ACTION ITEM:
Only some lines are wanted. Transcribe, exactly, the lines below from the line with "pixel 55 183" up to and including the line with "Category: mountain ridge".

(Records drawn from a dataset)
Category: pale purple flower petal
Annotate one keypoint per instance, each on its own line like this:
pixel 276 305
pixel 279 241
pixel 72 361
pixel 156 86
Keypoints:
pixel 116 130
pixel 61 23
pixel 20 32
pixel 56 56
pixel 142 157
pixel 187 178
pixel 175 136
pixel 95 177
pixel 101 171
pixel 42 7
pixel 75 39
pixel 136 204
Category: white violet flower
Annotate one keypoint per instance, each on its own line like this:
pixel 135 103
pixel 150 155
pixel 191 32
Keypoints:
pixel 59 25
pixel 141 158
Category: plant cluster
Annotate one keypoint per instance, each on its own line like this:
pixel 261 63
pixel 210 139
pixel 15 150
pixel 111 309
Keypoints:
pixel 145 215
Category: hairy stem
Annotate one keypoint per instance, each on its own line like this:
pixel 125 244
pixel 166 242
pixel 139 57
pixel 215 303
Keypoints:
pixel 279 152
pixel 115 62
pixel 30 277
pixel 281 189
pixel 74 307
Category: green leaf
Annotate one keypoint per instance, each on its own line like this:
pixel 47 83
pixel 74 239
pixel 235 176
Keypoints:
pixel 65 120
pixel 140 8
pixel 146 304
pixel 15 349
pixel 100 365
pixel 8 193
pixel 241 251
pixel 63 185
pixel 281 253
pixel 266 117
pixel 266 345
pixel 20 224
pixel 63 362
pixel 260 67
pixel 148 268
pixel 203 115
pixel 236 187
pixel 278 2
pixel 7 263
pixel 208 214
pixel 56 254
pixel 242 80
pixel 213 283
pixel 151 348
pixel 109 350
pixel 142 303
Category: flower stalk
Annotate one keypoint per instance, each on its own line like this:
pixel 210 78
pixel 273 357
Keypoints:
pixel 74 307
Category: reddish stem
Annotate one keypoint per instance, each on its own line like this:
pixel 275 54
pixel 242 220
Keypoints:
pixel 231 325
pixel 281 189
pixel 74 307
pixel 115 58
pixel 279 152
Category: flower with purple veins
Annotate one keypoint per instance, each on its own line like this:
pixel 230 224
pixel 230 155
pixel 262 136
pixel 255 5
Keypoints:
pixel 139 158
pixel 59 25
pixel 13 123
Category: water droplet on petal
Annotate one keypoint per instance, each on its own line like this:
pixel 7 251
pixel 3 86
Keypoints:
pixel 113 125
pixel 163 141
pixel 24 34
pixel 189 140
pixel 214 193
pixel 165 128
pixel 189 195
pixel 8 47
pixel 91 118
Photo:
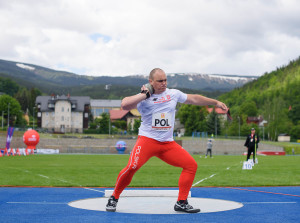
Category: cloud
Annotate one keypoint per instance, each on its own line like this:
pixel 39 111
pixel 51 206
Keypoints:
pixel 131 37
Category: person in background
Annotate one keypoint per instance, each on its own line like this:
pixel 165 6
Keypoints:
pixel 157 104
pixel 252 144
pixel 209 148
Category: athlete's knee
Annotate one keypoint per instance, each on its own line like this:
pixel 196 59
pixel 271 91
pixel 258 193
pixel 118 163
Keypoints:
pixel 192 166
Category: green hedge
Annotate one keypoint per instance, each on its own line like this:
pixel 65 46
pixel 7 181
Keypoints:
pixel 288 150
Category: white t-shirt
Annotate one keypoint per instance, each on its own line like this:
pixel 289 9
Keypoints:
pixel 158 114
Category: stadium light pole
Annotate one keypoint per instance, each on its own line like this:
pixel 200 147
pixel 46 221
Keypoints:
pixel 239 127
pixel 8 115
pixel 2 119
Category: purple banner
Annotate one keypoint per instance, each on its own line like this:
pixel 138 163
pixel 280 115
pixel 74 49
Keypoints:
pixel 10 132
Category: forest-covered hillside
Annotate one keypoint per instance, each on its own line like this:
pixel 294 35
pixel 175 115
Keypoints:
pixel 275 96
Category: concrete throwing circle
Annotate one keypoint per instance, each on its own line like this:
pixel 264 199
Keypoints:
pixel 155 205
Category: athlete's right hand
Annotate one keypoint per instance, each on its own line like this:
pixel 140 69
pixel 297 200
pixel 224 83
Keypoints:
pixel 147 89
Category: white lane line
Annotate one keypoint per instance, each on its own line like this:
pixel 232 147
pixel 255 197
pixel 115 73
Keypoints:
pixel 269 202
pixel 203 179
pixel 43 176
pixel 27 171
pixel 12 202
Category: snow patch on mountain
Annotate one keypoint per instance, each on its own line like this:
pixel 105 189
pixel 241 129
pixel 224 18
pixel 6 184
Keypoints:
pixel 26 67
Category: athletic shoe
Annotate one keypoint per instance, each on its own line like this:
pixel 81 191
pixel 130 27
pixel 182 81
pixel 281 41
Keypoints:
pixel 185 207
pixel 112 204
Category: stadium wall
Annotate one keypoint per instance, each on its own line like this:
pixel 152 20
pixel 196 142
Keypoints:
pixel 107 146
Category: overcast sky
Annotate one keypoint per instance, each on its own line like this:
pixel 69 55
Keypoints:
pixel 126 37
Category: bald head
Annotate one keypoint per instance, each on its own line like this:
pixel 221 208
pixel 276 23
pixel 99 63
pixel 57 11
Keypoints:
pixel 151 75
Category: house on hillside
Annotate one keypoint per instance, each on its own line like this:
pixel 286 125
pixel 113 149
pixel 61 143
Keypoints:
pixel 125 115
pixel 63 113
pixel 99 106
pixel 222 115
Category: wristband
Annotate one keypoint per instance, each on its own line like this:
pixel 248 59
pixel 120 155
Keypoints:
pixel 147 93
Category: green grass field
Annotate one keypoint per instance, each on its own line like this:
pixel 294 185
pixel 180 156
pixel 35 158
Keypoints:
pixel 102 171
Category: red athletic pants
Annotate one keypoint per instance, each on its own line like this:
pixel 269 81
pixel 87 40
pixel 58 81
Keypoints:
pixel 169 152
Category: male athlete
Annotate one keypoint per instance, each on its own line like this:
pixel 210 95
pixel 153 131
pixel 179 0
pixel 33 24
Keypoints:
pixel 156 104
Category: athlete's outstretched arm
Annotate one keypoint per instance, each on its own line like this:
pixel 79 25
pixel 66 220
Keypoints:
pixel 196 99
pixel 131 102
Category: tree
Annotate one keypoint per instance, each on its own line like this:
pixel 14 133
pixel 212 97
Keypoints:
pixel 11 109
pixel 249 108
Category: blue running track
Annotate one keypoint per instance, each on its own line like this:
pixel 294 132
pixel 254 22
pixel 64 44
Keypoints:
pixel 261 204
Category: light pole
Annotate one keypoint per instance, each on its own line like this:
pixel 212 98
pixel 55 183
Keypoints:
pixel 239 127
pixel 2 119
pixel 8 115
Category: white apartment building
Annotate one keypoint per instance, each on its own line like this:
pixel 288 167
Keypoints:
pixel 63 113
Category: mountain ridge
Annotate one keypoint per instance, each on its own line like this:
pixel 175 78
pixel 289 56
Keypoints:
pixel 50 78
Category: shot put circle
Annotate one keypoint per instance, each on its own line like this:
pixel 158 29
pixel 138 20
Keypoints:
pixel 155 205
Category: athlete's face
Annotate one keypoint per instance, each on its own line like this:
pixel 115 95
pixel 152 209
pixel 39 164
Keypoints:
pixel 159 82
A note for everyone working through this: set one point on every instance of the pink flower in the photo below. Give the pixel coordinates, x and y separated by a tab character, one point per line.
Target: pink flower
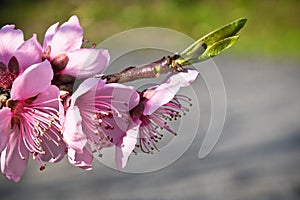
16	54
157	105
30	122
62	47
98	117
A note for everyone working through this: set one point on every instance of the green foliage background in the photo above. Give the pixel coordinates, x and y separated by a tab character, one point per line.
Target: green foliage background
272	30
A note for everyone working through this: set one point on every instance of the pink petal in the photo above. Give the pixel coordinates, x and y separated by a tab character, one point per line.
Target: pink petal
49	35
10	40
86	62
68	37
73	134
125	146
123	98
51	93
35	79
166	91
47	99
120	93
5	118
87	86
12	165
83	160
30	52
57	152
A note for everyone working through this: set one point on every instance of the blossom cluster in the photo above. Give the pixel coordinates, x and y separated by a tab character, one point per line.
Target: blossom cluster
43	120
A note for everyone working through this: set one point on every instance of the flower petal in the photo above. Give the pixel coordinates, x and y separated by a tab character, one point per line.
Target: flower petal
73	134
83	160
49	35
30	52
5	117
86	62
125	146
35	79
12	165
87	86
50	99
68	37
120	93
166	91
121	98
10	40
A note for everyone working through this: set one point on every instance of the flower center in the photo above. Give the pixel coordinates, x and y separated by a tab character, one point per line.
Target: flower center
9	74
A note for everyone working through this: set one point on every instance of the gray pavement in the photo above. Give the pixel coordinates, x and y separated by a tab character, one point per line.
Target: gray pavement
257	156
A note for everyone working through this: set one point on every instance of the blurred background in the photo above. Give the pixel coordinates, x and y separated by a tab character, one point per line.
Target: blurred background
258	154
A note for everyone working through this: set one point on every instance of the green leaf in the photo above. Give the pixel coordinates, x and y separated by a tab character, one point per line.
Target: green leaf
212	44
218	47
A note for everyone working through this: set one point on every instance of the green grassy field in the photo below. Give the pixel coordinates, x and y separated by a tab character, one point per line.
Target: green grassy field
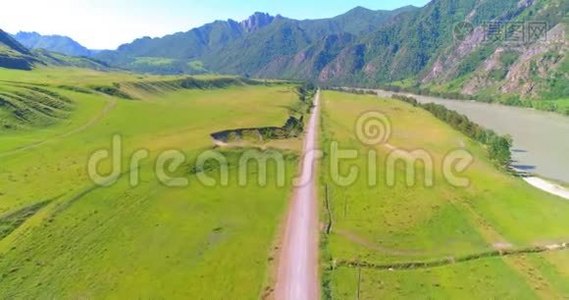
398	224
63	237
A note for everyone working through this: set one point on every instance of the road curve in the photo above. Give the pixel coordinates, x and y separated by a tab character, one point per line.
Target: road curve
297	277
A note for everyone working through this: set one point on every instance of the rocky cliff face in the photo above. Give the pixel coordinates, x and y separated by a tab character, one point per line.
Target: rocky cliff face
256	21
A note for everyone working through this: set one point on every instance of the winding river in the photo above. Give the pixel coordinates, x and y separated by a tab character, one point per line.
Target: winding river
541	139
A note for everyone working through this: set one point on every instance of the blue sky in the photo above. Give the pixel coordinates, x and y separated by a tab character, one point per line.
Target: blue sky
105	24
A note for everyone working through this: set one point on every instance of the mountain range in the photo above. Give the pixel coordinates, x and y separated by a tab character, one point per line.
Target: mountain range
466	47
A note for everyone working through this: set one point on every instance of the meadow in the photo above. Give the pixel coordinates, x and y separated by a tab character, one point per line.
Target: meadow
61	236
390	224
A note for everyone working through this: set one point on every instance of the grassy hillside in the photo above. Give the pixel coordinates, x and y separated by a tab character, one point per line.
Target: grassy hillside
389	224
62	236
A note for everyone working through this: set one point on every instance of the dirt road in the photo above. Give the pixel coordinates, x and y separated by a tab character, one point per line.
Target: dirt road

SOLUTION TO THE EXERCISE:
pixel 55 183
Keypoints:
pixel 239 127
pixel 2 119
pixel 8 115
Category: white apartment building
Annotate one keypoint per instance, each on its own line like this:
pixel 288 167
Keypoints:
pixel 63 113
Category: mountain ridge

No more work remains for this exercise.